Data excerpts:
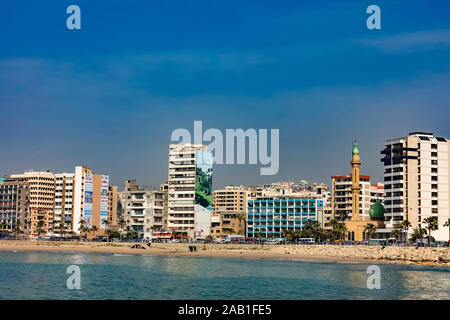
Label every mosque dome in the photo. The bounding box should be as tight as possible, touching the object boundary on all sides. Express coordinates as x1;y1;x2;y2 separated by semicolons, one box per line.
369;201;384;219
352;142;359;155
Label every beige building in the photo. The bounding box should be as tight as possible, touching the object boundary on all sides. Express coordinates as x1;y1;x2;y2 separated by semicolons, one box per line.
0;178;30;233
72;166;117;236
122;180;167;239
381;132;450;241
53;173;74;234
211;186;249;238
167;144;212;238
11;171;55;233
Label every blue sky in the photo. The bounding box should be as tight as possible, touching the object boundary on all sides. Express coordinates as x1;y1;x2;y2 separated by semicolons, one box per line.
0;0;450;188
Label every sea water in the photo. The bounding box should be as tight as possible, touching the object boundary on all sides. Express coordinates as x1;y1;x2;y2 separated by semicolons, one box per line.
0;251;450;299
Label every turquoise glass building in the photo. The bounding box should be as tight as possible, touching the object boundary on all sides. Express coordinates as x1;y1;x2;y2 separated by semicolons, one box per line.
247;196;324;238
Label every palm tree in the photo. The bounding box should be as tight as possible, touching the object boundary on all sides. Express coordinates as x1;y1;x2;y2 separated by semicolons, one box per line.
399;220;411;244
328;219;339;231
391;229;402;241
364;223;377;241
444;218;450;239
423;217;438;246
78;220;89;239
59;222;66;236
410;227;427;243
281;230;295;242
13;220;22;239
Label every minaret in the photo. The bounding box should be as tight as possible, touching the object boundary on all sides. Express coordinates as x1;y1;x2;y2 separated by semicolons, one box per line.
350;142;361;221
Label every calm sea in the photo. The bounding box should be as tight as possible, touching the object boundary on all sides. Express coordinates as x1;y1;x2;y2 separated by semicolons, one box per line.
0;251;450;299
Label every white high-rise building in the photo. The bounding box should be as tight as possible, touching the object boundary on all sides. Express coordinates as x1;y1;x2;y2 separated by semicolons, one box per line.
167;144;212;238
381;132;450;241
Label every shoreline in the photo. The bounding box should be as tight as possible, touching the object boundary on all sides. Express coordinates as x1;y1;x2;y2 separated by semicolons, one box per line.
0;240;450;267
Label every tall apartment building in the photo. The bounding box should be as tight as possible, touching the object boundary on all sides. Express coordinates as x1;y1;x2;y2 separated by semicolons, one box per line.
247;196;324;238
211;186;249;237
54;173;74;233
167;144;213;238
72;166;112;234
0;178;30;233
381;132;450;241
331;174;371;220
11;171;55;233
122;180;167;239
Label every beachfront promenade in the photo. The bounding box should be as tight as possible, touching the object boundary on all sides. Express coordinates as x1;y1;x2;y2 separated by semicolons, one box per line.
0;240;450;267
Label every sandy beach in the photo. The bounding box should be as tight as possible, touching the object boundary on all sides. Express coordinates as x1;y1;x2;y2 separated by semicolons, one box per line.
0;240;450;267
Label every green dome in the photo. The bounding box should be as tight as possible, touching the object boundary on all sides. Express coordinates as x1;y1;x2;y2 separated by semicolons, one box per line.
369;201;384;219
353;142;359;155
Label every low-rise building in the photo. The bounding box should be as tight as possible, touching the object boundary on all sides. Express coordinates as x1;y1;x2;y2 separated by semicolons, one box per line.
247;196;324;238
0;178;30;233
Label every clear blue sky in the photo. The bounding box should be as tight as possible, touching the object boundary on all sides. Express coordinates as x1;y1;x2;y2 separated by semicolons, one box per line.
0;0;450;188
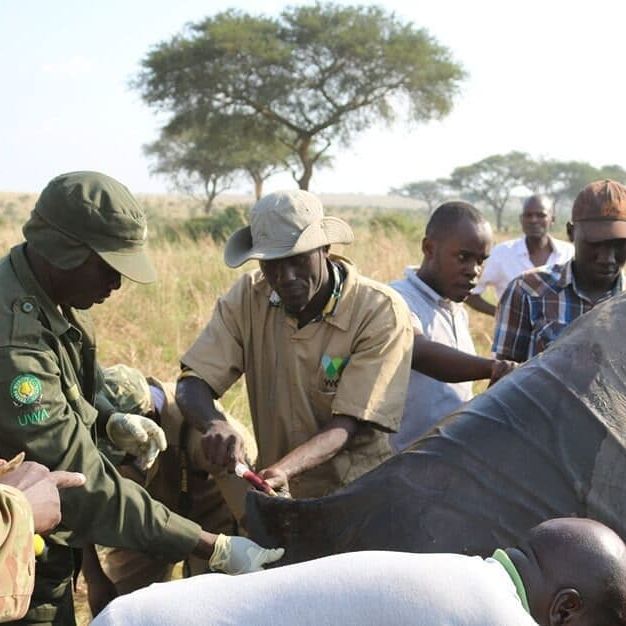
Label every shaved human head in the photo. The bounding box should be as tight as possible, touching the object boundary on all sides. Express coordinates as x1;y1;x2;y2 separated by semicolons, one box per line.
512;518;626;626
522;193;554;216
425;200;487;239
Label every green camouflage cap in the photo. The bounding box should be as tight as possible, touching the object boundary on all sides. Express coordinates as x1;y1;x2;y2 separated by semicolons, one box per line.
24;172;156;283
99;363;152;415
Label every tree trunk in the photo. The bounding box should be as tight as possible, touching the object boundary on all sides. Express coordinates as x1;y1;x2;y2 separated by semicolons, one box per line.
296;137;315;191
493;206;504;232
250;172;263;200
204;180;217;215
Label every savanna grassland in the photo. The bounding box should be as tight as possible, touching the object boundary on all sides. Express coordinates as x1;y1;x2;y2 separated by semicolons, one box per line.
0;194;562;624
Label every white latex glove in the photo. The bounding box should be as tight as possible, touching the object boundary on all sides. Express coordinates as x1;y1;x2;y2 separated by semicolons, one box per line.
106;413;167;470
209;535;285;574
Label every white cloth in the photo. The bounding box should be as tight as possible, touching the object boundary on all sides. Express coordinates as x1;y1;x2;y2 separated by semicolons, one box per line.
389;267;476;452
92;552;536;626
472;237;574;300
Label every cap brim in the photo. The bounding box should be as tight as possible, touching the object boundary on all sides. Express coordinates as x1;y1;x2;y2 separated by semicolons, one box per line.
96;250;157;285
224;217;354;267
574;220;626;243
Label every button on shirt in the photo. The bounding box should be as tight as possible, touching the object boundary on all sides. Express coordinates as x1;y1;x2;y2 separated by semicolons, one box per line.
472;237;574;300
390;267;476;452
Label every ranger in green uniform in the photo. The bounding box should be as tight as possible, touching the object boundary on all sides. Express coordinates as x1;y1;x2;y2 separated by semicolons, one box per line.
0;172;282;625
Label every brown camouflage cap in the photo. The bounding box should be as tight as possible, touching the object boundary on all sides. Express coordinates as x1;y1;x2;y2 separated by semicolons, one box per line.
572;179;626;241
224;189;354;267
23;172;156;283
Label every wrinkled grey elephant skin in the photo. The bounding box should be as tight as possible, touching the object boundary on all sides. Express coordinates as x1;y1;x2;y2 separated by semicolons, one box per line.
247;296;626;564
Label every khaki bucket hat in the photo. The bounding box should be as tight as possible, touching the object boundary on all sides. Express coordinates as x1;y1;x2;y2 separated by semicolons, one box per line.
572;179;626;241
224;189;354;267
23;172;156;283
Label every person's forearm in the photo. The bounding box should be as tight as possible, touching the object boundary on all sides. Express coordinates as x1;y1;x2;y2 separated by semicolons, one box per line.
272;415;359;478
192;530;217;560
176;376;226;433
81;543;106;583
465;293;496;317
411;335;494;383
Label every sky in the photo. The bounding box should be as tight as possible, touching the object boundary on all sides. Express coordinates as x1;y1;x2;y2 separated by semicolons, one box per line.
0;0;626;194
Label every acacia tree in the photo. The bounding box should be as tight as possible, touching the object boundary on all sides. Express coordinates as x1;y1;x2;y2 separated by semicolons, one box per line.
449;152;532;230
390;178;449;215
135;3;464;189
524;159;626;210
144;115;290;213
144;132;233;213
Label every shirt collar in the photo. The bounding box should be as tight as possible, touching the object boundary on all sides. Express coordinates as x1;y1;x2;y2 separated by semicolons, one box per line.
515;235;556;258
491;548;530;615
405;265;460;311
11;243;73;337
557;258;624;300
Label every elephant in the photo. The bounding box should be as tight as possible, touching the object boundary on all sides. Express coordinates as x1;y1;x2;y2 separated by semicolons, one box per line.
246;295;626;564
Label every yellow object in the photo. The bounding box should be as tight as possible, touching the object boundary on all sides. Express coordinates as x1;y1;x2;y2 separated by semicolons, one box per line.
33;533;46;556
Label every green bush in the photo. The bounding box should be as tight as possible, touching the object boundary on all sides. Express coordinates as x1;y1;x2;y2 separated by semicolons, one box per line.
369;213;424;239
183;206;246;243
152;206;246;243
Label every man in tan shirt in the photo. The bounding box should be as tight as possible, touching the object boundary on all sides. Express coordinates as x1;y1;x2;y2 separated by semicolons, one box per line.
176;190;413;497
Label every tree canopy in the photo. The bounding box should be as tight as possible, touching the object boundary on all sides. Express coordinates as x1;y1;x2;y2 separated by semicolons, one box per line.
390;151;626;230
134;3;464;189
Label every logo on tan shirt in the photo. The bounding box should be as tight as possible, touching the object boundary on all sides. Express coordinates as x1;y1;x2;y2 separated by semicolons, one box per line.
322;354;350;388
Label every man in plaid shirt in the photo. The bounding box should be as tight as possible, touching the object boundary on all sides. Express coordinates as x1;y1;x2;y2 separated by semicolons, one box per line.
492;180;626;363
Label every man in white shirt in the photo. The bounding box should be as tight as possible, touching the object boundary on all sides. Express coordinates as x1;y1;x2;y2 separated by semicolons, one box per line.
466;195;574;316
93;518;626;626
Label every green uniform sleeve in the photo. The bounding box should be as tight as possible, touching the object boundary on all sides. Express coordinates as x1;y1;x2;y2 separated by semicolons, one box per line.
0;484;35;622
0;347;200;561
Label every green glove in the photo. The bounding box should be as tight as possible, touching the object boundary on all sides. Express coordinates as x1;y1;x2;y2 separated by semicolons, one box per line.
106;413;167;470
209;535;285;574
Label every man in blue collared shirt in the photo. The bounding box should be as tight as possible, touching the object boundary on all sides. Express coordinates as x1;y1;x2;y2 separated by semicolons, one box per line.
390;201;508;452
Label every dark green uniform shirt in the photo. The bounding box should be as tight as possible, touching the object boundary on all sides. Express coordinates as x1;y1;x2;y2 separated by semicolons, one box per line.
0;244;200;561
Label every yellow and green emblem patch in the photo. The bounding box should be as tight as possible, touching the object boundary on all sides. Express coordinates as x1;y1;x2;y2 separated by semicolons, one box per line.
11;374;42;406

Problem: Can you put the lines of the records above, from the line containing "Label every green bush" through the line containing "152;206;246;243", inclusive, into a JSON list of strings, one string per line, with blank lines left out?

The reply:
[
  "Label every green bush in the photo. The bounding box should be as tight as possible, touching the object boundary on all sides. Express coordinates as x1;y1;x2;y2 separated by semicolons, one box per line.",
  "369;213;424;239",
  "183;206;246;243",
  "152;206;246;243"
]